Can you update the records starting at the line that has "Drone-based agricultural survey in progress. Pinpoint eyeglasses" and ending after the line that has "[163,91,171,129]", replacing "wooden fence" with "split-rail fence" and leaving everything else unchanged?

Provided data:
^^^^^^^^^^^^^^^^

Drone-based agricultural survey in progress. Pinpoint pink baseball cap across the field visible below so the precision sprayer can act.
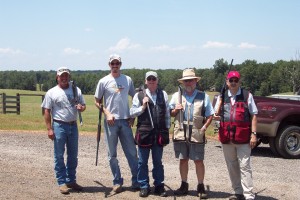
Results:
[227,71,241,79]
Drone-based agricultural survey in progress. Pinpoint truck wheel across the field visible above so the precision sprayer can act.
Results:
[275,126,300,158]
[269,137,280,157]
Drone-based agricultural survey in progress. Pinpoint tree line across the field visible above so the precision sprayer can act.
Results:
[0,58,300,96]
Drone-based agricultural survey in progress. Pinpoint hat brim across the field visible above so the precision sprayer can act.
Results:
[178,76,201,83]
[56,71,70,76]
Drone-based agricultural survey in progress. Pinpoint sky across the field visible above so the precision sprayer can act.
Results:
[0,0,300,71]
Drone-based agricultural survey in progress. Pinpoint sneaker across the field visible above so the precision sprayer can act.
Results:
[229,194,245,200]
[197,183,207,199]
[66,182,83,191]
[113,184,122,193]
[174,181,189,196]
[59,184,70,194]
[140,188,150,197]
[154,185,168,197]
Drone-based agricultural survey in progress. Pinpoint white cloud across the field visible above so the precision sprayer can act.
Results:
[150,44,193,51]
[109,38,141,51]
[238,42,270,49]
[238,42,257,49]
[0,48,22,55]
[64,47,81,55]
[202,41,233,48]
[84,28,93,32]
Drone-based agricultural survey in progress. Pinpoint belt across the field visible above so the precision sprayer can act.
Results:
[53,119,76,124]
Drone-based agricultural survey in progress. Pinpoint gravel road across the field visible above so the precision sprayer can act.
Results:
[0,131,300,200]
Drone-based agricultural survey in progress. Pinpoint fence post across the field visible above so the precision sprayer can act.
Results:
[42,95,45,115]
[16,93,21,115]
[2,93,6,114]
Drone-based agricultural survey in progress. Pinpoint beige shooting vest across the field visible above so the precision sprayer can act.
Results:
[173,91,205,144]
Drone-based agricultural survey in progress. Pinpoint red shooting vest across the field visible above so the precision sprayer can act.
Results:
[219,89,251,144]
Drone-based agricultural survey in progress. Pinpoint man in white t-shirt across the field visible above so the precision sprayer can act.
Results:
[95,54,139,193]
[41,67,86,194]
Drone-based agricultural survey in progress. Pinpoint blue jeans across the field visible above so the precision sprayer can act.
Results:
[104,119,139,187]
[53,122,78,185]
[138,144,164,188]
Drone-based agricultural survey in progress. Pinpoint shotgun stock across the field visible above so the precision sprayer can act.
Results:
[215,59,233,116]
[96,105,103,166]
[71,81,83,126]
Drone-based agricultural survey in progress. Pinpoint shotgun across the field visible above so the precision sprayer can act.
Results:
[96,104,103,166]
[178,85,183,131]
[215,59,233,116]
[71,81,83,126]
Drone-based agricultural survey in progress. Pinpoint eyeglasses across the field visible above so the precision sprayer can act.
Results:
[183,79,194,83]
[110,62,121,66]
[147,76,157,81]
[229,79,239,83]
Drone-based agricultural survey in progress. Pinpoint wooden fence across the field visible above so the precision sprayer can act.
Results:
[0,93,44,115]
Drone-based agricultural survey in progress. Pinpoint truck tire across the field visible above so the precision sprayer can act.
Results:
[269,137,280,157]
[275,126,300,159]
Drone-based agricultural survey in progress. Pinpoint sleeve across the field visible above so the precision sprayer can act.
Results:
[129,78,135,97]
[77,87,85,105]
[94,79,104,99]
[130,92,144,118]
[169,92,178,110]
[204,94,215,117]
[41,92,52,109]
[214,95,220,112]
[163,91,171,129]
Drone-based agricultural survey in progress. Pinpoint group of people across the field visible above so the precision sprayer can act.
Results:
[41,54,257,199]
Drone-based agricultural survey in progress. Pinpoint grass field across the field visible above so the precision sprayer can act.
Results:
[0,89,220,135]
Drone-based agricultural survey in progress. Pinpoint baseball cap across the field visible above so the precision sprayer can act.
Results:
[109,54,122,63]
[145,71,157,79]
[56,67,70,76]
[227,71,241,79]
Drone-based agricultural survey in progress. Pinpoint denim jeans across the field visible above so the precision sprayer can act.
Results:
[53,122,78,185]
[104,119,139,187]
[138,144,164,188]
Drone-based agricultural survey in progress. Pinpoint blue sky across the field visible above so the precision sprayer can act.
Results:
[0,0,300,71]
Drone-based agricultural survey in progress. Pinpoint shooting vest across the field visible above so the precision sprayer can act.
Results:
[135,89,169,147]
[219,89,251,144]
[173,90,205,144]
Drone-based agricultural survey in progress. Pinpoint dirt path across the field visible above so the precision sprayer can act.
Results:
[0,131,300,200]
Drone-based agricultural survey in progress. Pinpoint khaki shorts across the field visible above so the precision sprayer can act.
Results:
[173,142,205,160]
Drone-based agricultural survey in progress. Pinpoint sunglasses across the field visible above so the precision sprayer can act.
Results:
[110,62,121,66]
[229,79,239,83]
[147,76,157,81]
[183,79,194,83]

^^^^^^^^^^^^^^^^

Task solution:
Drone-based agricultural survey in progress. Pinpoint eyeglasses across the field visible above so the precision sprayer can act.
Results:
[183,79,194,83]
[110,62,121,66]
[147,76,157,81]
[229,79,239,83]
Drone-based agricultural survey in progress. Pinpoint split-rail fence across the field visible above so the precision sprayer can act.
Results:
[0,93,44,115]
Drone-based agricultural survey in progress. Pinpoint truck tire across the field visible above so the precision sprayer can act.
Results:
[269,137,280,157]
[275,126,300,159]
Drone-based agricultural survey in progress. Pinpoint sleeve across the field visible above so the precision sprayer can act.
Results:
[129,78,135,97]
[77,87,85,105]
[94,79,104,99]
[130,92,144,118]
[169,92,178,110]
[204,94,215,117]
[41,92,52,109]
[214,95,220,112]
[163,91,171,129]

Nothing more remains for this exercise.